Required action:
Quote every line below exactly as it reads.

Data shown:
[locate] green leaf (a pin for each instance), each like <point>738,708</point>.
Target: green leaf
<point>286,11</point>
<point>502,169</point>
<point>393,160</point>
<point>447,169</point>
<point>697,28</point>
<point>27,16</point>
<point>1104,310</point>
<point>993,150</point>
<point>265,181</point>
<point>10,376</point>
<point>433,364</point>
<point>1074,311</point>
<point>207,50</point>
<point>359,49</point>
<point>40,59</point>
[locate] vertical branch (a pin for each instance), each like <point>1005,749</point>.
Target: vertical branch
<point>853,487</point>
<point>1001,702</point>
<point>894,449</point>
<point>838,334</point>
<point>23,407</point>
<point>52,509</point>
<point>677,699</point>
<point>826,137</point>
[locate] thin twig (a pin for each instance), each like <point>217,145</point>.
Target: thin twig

Output for this task:
[locate] green leaf (a pin for each instance), each like <point>738,708</point>.
Target: green leaf
<point>286,11</point>
<point>502,169</point>
<point>393,160</point>
<point>447,169</point>
<point>697,28</point>
<point>27,16</point>
<point>1104,310</point>
<point>993,150</point>
<point>265,181</point>
<point>10,376</point>
<point>433,364</point>
<point>1074,311</point>
<point>207,50</point>
<point>359,49</point>
<point>40,59</point>
[locate] vertical branch (a pin for each instance), each like <point>1005,749</point>.
Target: vertical branch
<point>853,487</point>
<point>1001,702</point>
<point>894,449</point>
<point>838,334</point>
<point>23,407</point>
<point>52,509</point>
<point>677,699</point>
<point>826,137</point>
[locate] thin twig (a pin for each instance), each like <point>217,145</point>.
Target: thin twig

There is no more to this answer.